Ces nouvelles technologies sont désormais à la disposition de tous, pour autant qu’on ne soit pas effrayé par la technologie. De nouveaux outils voient le jour sous forme d’outils pour jeux vidéo et il faut un peu de temps avant que des gens les rendent accessibles à un public plus large en les dotant d’interfaces conviviales. Ce processus est déjà entamé et de nombreux outils deviennent utiles à ceux qui sont intéressés à les utiliser plutôt qu’à les faire fonctionner.
-------
Tâches et exercices »
A – Pouvez-vous recopier les lignes des enregistrements, de leur début jusqu'à la ligne contenant « [[123, 350]] » incluse, en multipliant par 2,6 chaque coordonnée donnée en réponse (pas celles des exemples de format) et en arrondissant à l'entier, les demies vers le haut ? Laissez les images de côté et ne traitez que ces lignes.
B – Pouvez-vous poursuivre le texte sur la démocratisation des nouveaux outils technologiques à partir de l'endroit où il s'arrête ?

Données de travail »
-------
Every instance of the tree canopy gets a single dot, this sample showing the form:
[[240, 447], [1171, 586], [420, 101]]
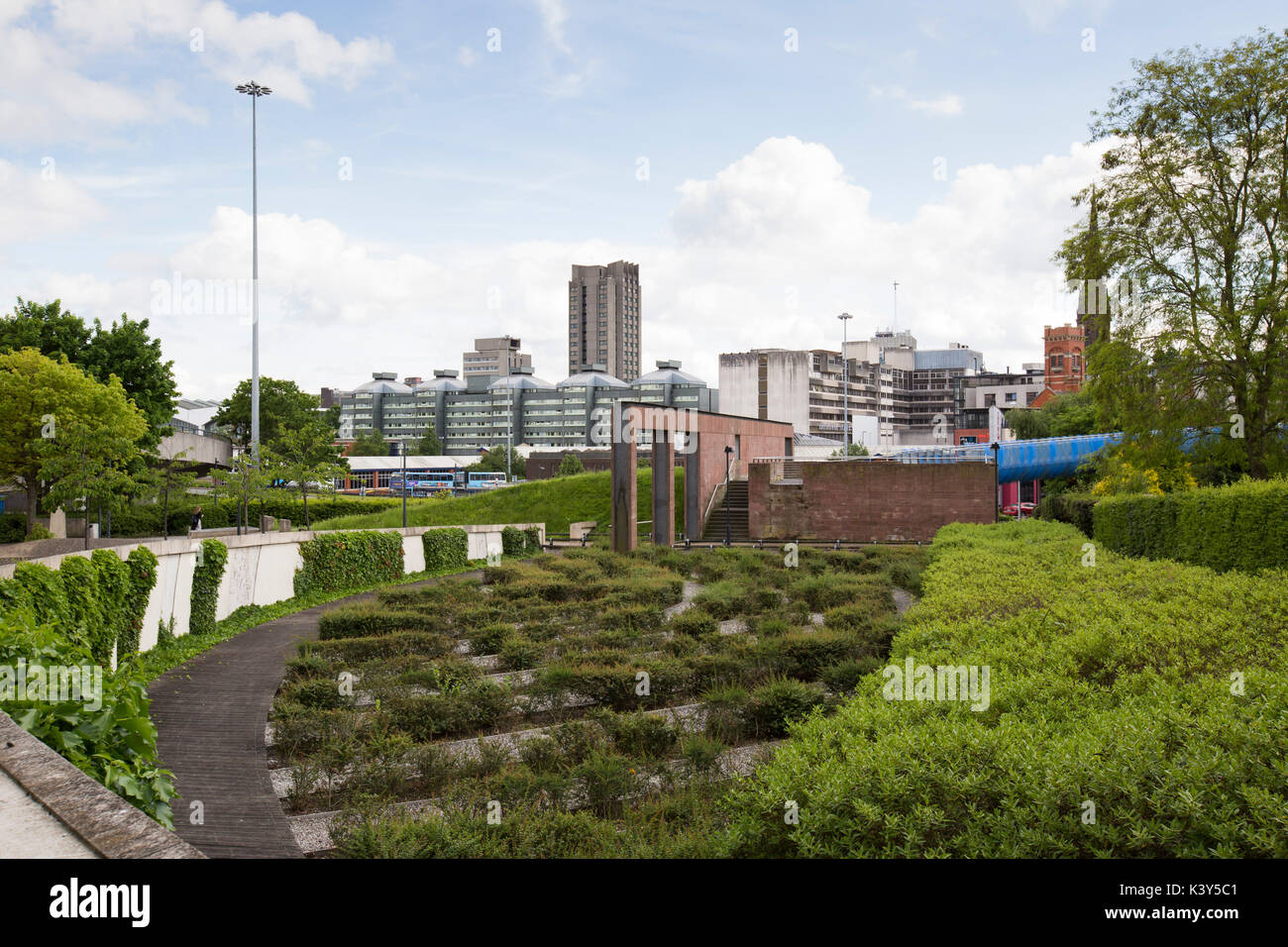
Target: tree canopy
[[123, 350]]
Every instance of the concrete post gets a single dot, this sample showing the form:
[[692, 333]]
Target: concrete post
[[623, 480], [664, 487]]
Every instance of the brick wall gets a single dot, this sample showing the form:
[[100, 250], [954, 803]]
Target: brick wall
[[868, 501]]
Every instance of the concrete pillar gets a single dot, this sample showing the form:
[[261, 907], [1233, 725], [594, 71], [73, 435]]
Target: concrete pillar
[[623, 480], [664, 487]]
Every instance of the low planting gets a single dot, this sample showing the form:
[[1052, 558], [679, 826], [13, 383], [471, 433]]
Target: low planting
[[562, 689], [1151, 690]]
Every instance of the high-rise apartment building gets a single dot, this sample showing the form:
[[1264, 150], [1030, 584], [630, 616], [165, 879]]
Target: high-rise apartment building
[[604, 320], [488, 359]]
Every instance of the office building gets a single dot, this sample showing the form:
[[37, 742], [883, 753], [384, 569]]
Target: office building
[[604, 320], [488, 359], [522, 407]]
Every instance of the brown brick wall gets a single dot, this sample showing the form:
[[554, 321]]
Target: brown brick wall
[[868, 501]]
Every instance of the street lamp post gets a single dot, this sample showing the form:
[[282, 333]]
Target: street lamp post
[[728, 458], [845, 381], [254, 90], [509, 412]]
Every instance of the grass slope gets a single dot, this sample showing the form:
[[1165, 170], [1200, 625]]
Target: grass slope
[[557, 502]]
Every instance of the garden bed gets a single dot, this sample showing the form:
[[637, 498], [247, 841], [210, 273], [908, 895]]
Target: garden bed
[[588, 701]]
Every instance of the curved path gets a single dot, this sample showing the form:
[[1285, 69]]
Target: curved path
[[210, 715]]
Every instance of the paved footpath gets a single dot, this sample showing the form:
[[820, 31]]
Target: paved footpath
[[210, 715]]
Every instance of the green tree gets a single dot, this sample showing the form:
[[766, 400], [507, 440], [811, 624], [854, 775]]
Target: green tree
[[127, 351], [167, 478], [308, 459], [244, 482], [282, 406], [123, 350], [1192, 209], [89, 463], [370, 445], [40, 397], [570, 466]]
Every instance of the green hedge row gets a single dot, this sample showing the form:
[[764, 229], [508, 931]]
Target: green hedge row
[[1074, 509], [146, 519], [1240, 526], [1157, 692], [348, 560], [95, 602], [445, 549], [205, 586], [515, 541]]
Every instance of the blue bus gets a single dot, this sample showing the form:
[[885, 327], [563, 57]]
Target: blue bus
[[484, 479]]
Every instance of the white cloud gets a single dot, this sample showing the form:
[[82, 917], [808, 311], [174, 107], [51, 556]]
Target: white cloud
[[47, 86], [944, 105], [37, 204], [554, 18], [763, 253]]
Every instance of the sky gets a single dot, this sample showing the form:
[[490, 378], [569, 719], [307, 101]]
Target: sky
[[428, 171]]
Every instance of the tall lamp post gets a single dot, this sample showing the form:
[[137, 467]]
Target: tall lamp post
[[845, 381], [254, 90], [728, 458], [509, 412]]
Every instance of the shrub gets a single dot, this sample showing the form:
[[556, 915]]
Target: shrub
[[694, 621], [141, 566], [513, 540], [205, 586], [1074, 509], [1239, 526], [446, 549], [778, 702], [364, 620], [85, 615], [114, 590], [115, 744], [40, 589], [13, 527], [1108, 684], [339, 561]]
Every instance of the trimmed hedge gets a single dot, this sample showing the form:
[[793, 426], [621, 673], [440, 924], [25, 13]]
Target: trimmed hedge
[[446, 549], [1240, 526], [205, 586], [1111, 684], [145, 519], [141, 567], [348, 560], [1074, 509]]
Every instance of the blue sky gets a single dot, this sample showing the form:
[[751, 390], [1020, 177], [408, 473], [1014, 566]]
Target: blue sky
[[761, 188]]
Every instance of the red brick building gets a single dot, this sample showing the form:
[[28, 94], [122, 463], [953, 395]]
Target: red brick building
[[1065, 367]]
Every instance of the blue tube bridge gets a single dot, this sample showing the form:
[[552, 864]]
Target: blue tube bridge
[[1019, 460]]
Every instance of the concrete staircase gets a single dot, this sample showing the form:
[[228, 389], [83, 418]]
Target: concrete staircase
[[713, 531]]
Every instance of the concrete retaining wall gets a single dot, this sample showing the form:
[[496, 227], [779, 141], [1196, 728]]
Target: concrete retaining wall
[[261, 570]]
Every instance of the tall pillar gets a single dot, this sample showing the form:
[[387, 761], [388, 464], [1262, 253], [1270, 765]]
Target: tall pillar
[[664, 487], [692, 486], [623, 479]]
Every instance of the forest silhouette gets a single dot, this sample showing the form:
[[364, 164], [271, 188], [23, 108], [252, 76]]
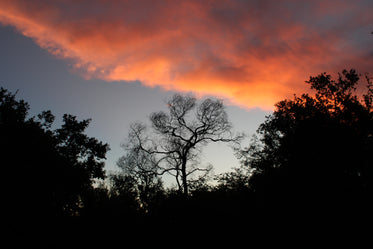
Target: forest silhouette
[[310, 160]]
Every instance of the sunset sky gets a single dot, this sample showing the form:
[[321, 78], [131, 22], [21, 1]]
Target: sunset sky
[[118, 61]]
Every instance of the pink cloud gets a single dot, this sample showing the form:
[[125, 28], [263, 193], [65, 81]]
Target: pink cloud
[[253, 53]]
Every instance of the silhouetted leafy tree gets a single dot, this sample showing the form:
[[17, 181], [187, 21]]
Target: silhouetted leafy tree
[[48, 172], [315, 151], [179, 139]]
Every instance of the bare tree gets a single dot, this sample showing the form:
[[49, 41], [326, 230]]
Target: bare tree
[[179, 138]]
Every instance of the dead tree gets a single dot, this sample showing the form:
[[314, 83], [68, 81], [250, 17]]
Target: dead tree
[[180, 135]]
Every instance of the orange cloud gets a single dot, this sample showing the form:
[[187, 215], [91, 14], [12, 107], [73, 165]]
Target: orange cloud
[[253, 53]]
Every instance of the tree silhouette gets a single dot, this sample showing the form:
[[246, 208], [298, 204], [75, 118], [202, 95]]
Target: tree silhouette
[[179, 138], [314, 151], [49, 173]]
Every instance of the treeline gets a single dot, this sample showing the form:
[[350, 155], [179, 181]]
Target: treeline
[[311, 158]]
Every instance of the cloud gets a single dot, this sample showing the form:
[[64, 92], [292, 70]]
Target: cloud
[[253, 53]]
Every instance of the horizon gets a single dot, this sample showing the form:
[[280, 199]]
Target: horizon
[[251, 67]]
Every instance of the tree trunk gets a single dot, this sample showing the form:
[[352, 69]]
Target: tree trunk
[[184, 177]]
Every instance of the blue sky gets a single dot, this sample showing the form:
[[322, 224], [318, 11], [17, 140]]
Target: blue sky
[[48, 83]]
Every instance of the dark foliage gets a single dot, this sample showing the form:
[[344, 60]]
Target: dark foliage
[[314, 156], [310, 163]]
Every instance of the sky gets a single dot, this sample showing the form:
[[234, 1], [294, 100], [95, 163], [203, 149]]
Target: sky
[[118, 61]]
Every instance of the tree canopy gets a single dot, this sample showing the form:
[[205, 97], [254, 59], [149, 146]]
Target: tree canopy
[[314, 151]]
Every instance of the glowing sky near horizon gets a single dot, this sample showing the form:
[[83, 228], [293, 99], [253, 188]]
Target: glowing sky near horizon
[[252, 53]]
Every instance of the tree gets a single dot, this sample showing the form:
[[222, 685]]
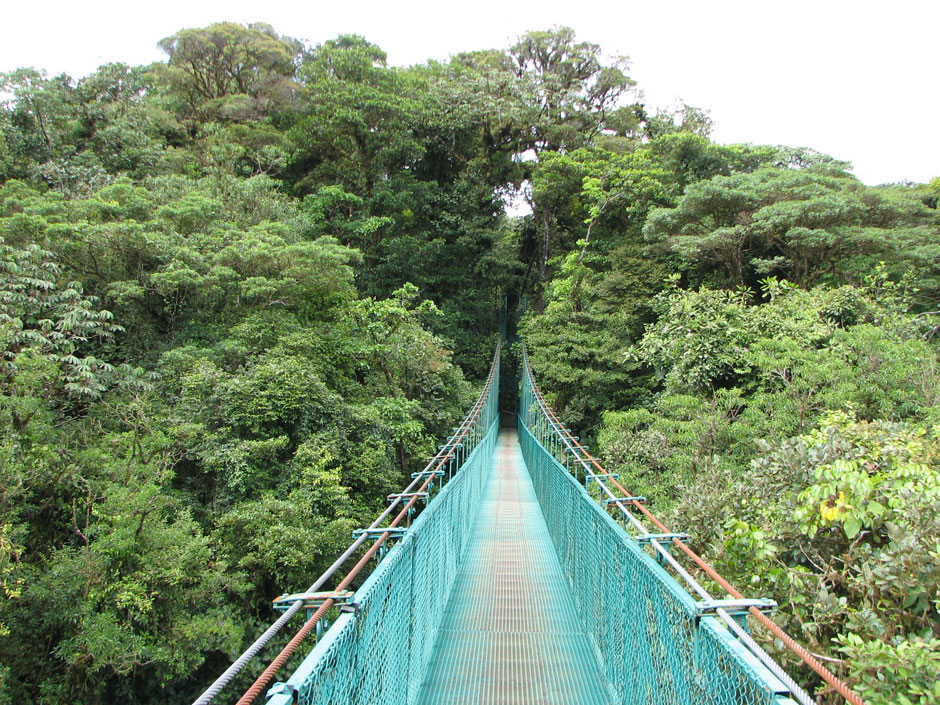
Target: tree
[[230, 71]]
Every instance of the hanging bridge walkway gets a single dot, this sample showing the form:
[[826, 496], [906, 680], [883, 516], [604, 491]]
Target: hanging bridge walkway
[[514, 569]]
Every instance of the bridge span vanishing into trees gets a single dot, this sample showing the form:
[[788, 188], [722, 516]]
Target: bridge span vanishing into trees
[[515, 569]]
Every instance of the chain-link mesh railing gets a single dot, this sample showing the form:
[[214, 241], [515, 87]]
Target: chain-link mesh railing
[[379, 647], [655, 642]]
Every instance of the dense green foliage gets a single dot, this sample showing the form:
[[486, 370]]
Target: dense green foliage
[[244, 292]]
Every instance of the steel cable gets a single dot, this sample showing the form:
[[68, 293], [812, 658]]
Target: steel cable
[[580, 454]]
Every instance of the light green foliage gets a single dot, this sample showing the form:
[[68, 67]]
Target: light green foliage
[[229, 71], [808, 225], [833, 513], [235, 290]]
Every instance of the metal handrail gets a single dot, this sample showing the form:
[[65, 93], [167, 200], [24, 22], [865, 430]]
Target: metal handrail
[[412, 491], [593, 468]]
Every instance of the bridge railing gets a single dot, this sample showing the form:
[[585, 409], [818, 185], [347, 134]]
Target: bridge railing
[[379, 647], [656, 641]]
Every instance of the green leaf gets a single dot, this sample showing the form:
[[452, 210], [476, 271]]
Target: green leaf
[[851, 526]]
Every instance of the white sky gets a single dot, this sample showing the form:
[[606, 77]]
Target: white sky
[[853, 78]]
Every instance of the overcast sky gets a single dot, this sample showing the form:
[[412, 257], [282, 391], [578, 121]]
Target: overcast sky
[[852, 78]]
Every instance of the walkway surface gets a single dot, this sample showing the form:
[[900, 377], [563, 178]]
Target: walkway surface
[[510, 634]]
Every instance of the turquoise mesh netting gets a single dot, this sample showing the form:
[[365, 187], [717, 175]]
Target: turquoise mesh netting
[[626, 631], [378, 654], [653, 646]]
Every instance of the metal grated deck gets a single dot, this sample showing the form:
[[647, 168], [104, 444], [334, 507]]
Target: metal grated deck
[[510, 634]]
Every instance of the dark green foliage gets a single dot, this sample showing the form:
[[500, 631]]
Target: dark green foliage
[[240, 292]]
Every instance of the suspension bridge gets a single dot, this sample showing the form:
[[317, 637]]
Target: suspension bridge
[[514, 569]]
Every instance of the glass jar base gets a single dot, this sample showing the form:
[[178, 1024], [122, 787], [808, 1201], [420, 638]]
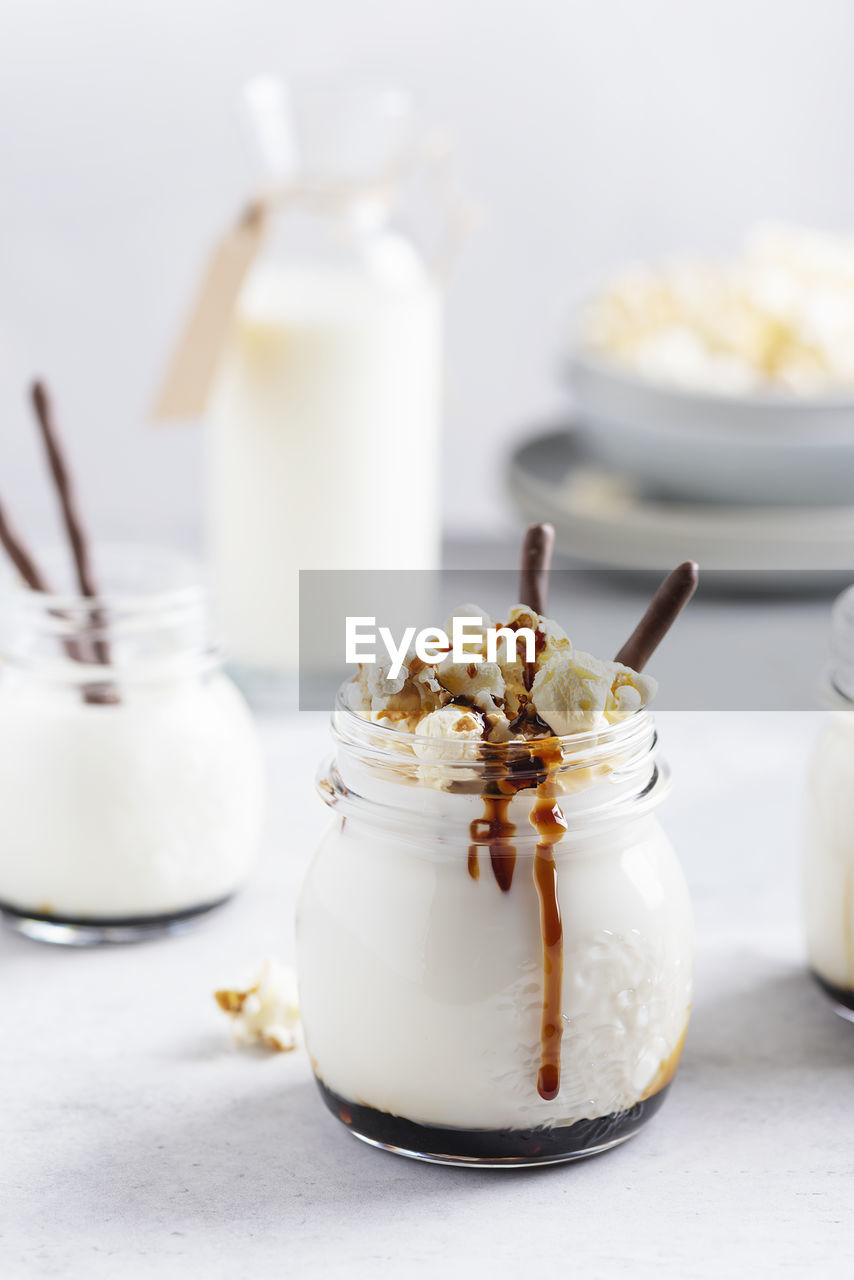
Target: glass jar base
[[841, 999], [491, 1148], [80, 932]]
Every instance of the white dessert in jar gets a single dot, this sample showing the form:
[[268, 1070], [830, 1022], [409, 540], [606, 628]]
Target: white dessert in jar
[[494, 937], [120, 817]]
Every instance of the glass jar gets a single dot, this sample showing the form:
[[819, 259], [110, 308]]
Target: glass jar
[[829, 846], [129, 769], [330, 382], [494, 944]]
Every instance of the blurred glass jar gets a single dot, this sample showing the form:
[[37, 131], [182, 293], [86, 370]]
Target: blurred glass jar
[[829, 854], [325, 415], [131, 778], [494, 944]]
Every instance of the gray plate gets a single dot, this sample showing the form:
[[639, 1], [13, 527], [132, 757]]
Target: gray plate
[[604, 519]]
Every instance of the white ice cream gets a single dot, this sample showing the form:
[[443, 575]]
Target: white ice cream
[[137, 809], [829, 855], [421, 987]]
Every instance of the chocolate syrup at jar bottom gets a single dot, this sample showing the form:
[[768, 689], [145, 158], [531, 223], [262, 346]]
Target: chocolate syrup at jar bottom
[[505, 1146], [841, 996]]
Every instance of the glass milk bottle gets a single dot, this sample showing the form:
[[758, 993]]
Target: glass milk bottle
[[325, 415], [829, 853]]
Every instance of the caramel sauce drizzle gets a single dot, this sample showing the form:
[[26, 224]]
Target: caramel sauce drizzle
[[496, 831], [548, 821]]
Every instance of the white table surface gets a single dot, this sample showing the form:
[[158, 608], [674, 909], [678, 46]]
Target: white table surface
[[136, 1141]]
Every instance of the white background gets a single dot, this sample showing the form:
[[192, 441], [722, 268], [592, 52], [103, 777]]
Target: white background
[[588, 132]]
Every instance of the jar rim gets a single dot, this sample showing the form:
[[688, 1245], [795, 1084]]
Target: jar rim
[[112, 561], [578, 749]]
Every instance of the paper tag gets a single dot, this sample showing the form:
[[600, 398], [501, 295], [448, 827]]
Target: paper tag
[[201, 346]]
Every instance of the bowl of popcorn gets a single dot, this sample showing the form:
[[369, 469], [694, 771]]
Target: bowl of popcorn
[[731, 380]]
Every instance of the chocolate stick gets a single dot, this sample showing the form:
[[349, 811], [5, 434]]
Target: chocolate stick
[[76, 531], [19, 556], [33, 577], [538, 545], [665, 607]]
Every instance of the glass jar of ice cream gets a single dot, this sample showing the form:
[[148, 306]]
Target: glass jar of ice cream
[[829, 846], [129, 771], [494, 936], [333, 374]]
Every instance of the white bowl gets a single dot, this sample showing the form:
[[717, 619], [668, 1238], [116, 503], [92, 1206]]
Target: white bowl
[[762, 448]]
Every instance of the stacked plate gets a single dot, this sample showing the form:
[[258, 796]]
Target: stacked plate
[[761, 484]]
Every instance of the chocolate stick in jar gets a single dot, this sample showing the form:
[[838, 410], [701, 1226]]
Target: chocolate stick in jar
[[30, 572], [538, 545], [17, 552], [665, 607]]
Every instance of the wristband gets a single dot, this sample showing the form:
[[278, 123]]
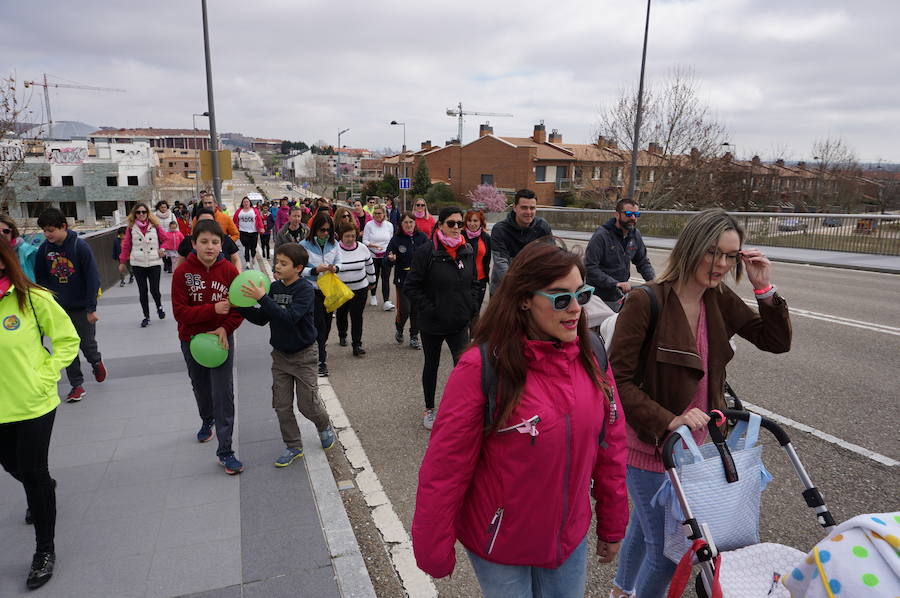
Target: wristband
[[767, 293]]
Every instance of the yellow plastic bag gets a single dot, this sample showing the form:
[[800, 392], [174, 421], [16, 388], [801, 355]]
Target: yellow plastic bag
[[335, 291]]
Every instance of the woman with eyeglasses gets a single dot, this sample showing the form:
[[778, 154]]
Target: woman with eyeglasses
[[514, 485], [324, 256], [142, 247], [26, 252], [424, 220], [480, 240], [442, 284], [673, 373]]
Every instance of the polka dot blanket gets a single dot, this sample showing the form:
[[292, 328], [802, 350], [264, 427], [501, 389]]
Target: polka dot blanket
[[860, 558]]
-------
Réponses »
A –
Every instance of the tree canopy gets a single dot, this sample showing the form:
[[240, 447], [1171, 586], [420, 101]]
Target: tree canopy
[[320, 910]]

B –
Ce ne sont pas seulement les données collectées par les citoyens, mais aussi leurs connaissances, leur intelligence, leur créativité et les réseaux sociaux, qui ont de la valeur pour les scientifiques universitaires. Dans beaucoup de projets de science citoyenne menés par des scientifiques universitaires, seul le temps du participant et la puissance de traitement de son ordinateur sont utilisés. Généralement, le participant n’est utilisé que pour la collecte des données et leur classement. L’intelligence du participant ou sa créativité sont rarement nécessaires et le projet n’offre que des opportunités très limitées pour une amélioration personnelle (Rotman et al., 2012). Parfois, une formation est disponible qui permet au participant d’apprendre à reconnaître des motifs, des espèces et des types de galaxies, mais il n’est presque jamais invité à participer à la conception de la recherche.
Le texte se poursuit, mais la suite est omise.